Records from a collection:
□ □ □ □ □ □ □

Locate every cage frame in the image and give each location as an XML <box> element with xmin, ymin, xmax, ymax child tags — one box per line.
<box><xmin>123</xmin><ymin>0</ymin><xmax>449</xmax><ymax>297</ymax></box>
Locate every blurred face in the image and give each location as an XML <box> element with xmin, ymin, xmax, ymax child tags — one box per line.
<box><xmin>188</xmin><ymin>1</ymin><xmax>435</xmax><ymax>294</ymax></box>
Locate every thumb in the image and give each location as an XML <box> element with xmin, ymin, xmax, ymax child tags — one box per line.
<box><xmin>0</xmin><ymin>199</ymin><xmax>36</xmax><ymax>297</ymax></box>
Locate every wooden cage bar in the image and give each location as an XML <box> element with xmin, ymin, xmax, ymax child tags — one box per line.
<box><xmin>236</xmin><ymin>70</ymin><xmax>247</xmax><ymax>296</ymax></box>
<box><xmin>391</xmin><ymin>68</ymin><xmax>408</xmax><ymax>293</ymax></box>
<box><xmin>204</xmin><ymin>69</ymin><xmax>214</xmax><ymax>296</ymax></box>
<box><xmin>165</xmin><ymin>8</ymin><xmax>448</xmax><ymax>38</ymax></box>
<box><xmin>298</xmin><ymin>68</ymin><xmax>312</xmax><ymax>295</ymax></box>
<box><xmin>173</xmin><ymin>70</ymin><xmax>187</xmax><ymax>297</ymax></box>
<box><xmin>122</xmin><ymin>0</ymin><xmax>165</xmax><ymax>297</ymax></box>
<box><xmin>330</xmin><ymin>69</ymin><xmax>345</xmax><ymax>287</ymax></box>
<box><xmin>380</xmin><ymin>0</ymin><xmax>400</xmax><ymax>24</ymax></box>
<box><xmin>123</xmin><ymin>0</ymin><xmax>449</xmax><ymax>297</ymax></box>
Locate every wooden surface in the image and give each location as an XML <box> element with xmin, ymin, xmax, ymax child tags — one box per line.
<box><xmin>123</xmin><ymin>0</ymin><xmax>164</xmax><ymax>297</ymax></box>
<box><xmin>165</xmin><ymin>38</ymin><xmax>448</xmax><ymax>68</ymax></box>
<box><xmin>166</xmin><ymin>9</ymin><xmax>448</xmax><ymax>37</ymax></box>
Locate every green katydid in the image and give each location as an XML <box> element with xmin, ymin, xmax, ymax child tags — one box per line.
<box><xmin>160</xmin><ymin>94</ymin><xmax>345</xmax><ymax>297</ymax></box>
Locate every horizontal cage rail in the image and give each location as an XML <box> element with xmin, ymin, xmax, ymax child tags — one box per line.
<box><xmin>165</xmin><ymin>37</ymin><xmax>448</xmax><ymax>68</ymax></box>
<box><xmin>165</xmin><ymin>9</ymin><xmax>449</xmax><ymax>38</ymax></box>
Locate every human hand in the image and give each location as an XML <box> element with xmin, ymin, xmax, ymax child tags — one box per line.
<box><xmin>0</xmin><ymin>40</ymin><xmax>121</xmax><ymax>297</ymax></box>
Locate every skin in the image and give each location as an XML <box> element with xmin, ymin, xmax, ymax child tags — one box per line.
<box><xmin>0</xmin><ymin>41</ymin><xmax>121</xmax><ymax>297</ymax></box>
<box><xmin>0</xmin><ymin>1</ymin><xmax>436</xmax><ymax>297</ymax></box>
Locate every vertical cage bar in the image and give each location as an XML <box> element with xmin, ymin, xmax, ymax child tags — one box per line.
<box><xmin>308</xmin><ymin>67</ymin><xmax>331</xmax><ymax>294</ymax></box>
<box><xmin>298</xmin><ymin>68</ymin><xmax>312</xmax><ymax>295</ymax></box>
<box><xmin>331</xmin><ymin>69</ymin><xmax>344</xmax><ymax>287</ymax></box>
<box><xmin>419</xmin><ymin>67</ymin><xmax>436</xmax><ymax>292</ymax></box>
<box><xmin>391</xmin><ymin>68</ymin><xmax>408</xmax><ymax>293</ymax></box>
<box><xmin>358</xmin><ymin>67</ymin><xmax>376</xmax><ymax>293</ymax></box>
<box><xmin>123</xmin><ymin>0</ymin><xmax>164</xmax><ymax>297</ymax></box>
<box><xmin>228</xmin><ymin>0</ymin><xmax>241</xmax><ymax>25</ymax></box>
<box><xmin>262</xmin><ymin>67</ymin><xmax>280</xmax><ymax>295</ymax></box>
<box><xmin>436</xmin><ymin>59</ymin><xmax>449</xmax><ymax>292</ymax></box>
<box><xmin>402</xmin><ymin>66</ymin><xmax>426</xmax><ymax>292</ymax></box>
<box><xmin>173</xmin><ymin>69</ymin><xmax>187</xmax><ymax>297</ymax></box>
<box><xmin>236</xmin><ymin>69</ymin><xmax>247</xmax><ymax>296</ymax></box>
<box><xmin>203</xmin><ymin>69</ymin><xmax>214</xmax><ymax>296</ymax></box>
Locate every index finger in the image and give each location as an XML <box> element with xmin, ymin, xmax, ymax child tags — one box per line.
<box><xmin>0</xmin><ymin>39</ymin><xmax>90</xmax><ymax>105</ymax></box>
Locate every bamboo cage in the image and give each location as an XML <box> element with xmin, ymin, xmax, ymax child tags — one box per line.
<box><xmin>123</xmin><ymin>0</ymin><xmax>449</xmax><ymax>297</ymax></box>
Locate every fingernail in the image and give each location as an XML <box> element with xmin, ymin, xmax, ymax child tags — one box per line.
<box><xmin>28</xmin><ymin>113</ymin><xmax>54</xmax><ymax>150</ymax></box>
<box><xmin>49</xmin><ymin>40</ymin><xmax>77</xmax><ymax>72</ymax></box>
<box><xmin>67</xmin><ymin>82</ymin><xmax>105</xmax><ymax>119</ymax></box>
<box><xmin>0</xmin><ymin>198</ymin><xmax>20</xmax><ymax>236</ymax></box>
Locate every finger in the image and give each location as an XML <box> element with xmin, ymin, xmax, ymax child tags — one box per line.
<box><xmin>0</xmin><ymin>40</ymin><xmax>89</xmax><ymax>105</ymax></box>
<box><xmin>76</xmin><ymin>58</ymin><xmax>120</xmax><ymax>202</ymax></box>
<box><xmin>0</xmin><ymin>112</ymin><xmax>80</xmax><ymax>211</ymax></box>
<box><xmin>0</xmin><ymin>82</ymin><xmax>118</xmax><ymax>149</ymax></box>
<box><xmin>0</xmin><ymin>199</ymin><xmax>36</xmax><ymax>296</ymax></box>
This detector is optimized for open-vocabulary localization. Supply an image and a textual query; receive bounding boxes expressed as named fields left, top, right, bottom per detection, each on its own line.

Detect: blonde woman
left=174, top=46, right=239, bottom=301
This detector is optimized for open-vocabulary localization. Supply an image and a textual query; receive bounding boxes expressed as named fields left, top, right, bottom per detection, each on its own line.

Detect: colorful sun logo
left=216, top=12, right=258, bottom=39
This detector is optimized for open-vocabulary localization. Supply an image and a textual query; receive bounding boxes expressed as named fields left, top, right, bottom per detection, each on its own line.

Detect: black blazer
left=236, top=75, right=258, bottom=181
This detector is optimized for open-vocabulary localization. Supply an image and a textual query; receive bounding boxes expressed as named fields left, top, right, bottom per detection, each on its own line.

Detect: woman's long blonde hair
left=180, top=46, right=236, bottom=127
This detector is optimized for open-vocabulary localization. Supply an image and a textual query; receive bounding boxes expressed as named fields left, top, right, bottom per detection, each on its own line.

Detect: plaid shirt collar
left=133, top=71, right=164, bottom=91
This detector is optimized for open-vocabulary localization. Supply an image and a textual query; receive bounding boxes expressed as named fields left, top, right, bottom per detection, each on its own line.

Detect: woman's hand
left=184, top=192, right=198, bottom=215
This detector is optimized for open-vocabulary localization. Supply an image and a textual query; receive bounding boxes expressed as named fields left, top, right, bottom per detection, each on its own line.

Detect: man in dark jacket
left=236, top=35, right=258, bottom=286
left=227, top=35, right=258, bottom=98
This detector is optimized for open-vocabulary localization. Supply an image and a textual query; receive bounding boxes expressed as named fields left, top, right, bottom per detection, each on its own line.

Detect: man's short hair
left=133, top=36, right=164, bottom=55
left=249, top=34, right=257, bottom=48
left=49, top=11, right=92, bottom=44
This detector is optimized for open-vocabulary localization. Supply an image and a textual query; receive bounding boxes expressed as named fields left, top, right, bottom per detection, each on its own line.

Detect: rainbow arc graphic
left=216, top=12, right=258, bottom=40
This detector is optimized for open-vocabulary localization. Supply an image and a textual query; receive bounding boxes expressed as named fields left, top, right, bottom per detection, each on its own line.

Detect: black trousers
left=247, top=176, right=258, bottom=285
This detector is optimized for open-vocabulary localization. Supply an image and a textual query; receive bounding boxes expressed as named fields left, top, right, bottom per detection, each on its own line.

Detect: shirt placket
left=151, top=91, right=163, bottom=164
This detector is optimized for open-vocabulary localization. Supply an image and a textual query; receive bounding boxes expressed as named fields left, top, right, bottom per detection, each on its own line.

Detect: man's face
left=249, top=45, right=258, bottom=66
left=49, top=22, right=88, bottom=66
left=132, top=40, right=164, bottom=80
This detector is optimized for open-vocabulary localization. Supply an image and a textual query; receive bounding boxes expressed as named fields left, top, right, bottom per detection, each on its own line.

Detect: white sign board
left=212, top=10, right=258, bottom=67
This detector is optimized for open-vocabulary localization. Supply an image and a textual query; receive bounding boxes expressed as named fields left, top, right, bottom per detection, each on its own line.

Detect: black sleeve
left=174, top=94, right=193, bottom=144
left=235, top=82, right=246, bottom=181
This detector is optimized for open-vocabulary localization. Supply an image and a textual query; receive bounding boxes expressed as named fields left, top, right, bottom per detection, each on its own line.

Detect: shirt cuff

□ □ □ □ □ □ □

What needs to be done: Count the lines in the material that contain the string "hand", and reply with that number alone.

Output below: 2